- Problem statement:
Return every line below as is, leaving out the pictures.

□ □ □

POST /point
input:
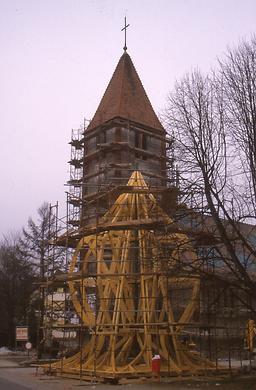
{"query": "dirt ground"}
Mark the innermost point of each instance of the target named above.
(30, 379)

□ □ □

- Reply:
POST /point
input:
{"query": "dirt ground"}
Mark the innermost point of each instance of the target named above.
(30, 379)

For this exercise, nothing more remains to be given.